■ EXERCISE BRIEF
Edit the entries below by replacing "reference point" with "anchor point" wherever it occurs, leaving all other text unchanged.

-- begin TASK INPUTS --

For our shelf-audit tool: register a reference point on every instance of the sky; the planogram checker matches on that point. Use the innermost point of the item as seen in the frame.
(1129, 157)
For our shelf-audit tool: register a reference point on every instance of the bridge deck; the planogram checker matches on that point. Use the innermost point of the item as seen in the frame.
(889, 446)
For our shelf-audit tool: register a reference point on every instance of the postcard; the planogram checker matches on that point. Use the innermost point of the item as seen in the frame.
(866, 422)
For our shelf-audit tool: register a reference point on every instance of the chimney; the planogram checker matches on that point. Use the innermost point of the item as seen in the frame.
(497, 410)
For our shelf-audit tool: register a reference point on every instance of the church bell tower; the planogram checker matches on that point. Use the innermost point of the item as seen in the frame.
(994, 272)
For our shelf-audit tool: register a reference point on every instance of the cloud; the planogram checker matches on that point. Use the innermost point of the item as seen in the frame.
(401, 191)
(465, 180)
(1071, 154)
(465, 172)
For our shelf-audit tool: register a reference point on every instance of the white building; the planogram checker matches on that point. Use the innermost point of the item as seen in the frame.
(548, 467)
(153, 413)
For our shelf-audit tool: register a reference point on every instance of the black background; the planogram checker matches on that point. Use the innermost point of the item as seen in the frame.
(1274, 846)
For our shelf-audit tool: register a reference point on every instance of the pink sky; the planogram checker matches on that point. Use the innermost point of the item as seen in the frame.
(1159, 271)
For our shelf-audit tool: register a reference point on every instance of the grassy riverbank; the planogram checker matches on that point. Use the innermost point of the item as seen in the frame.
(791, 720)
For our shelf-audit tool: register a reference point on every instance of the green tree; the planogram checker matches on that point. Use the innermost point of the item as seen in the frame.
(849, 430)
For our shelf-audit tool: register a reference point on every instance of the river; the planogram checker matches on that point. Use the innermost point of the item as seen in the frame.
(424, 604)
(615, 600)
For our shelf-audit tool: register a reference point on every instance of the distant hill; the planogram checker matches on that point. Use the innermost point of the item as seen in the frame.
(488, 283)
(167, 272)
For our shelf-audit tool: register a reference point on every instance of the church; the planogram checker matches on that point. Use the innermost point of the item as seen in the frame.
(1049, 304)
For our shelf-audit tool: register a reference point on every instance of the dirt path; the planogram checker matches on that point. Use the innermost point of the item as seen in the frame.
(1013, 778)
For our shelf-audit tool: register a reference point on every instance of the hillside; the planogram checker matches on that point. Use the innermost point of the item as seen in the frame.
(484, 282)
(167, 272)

-- end TASK INPUTS --

■ PROBLEM SOLUTION
For our shelf-audit tool: register a anchor point on every instance of the sky; the planogram checker matches on that point. Use the innermost point of the item as seen in the frame.
(1129, 157)
For our shelf-audit tool: register a anchor point on every instance of the bridge deck; the planogram checker matches on that point. Use the innermost point of the item as seen in the frame.
(889, 446)
For our shelf-audit tool: register a anchor point on every instance of the postcard; the planogram checker matches on that point. Use the innermost point of the item as seen in the frame.
(866, 422)
For our shelf-audit tool: register a anchor point on every instance of the chimney; the planogram checker matches on that point. Use the innermost point of the item as seen in the frame.
(497, 410)
For our shelf-audit tool: register a anchor point on every instance of the church bell tower; the planogram checker matches on that point. Use the innermost point of the item as seen in the frame.
(994, 272)
For our shelf-audit tool: register a anchor point on every instance of the cloud; the planogram checker matches on that point. Use the innermost point of the item as seen in the frame.
(401, 191)
(465, 180)
(1071, 154)
(465, 172)
For our shelf-audit tool: register a anchor point on every instance of the white building; the planogram checker matches on that point. Use the innermost point of the item as seen in the frame.
(548, 467)
(153, 413)
For our shelf-audit tool: register a anchor point on every instance of the black background; the planogram checker matches on that point. Use the innermost point of the item as seen in the frame.
(1274, 846)
For our shelf-audit tool: register a anchor point on every instance of the pink sky; the planogram checker matches on that point. Use the innermost point of the item as seen in the frame.
(1159, 271)
For our shelf-audit tool: register a anchor point on every instance of the grassy riverbank; the planogram checker matches on that point. Use the innermost point of the item as seen in the frame.
(791, 720)
For our shelf-audit tool: register a anchor point on every instance of the green tree; the planogram checker matches on that point. Use the innermost point of the item as seen in the frame.
(849, 430)
For our shelf-audit tool: register a anchor point on every instance of the river; the planogram checker matches on that point. Use the innermost point of the item as seen in the frame.
(424, 604)
(615, 600)
For our shelf-audit tool: register a anchor point on every instance of the distant hill; the planogram checker matches on that point. Use the innermost point of the item as seen in the frame.
(488, 283)
(167, 272)
For our shelf-audit tool: register a anchor point on every instance of the church; the planogram checker matches on that point. Use the innermost point of the item as seen in the frame.
(1049, 304)
For our shelf-audit tool: register a anchor point on every instance of the dirt path; the planogram checker matches on that point. Use the innermost point of the item as seen in the frame.
(1013, 778)
For our shelf-audit tool: register a anchor point on every instance of the hillside; the planogram checker matches on that point. Use the innermost point of the item as seen in the frame.
(484, 282)
(167, 272)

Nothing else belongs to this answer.